* _REQUIRED WORK_
Go through the listing below and list every line with "marking".

* _DATA FOR REVIEW_
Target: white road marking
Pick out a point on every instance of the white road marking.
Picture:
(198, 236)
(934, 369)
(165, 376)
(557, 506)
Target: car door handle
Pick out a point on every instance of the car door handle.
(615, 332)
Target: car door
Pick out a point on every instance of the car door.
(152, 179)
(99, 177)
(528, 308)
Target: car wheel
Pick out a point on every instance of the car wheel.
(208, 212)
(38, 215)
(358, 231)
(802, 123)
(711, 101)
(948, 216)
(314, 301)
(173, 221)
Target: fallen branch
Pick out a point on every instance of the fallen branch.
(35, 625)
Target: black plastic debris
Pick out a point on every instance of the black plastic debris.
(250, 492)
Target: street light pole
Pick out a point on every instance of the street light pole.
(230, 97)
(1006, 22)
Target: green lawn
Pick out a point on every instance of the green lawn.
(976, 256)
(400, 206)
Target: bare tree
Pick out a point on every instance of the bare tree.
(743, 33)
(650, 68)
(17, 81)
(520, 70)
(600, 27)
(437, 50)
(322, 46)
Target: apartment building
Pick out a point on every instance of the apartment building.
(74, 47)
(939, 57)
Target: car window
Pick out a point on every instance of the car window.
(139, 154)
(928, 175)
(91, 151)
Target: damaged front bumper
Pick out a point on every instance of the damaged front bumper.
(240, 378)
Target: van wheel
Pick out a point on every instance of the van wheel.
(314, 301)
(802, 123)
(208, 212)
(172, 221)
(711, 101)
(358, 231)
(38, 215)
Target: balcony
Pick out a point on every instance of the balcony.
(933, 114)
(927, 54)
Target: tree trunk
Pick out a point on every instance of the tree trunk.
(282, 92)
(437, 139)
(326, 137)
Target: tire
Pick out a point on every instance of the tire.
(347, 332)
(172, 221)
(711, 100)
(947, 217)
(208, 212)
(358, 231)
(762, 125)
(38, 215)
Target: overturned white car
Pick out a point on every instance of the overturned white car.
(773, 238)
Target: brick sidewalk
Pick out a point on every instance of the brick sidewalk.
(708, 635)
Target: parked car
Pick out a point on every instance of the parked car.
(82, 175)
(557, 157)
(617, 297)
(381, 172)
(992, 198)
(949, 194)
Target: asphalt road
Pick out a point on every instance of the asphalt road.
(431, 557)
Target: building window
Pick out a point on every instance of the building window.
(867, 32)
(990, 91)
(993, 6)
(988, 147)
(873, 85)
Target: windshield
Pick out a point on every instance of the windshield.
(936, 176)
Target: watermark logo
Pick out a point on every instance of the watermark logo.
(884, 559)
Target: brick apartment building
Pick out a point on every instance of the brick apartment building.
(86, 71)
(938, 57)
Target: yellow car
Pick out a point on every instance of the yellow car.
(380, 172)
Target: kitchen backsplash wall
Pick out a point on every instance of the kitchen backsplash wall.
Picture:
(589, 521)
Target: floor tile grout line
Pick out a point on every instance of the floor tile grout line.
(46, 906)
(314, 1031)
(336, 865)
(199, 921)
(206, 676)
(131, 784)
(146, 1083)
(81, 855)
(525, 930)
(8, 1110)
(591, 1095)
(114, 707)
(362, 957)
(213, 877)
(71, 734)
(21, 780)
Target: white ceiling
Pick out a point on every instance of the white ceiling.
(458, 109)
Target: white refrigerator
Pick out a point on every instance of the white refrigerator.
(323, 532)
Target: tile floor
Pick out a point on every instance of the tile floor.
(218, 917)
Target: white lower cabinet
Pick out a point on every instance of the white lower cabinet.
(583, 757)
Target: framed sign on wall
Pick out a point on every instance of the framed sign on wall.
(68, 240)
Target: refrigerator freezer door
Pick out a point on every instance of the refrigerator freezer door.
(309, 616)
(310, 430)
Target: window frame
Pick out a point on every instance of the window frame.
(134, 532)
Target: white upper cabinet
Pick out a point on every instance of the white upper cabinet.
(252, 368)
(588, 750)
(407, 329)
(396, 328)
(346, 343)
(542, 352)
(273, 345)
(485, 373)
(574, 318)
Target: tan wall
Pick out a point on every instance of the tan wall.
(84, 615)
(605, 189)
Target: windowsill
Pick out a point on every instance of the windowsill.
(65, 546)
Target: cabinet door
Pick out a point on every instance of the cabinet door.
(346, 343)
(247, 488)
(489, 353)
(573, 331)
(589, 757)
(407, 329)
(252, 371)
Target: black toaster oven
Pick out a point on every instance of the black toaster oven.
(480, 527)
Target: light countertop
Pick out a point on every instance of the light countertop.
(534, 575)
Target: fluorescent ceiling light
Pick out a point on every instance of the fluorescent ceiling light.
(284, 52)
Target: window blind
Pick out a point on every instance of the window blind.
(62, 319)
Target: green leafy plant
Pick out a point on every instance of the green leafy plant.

* _SOLUTION TO THIS PROBLEM_
Target: white road marking
Pick out a point on every instance of the white road marking.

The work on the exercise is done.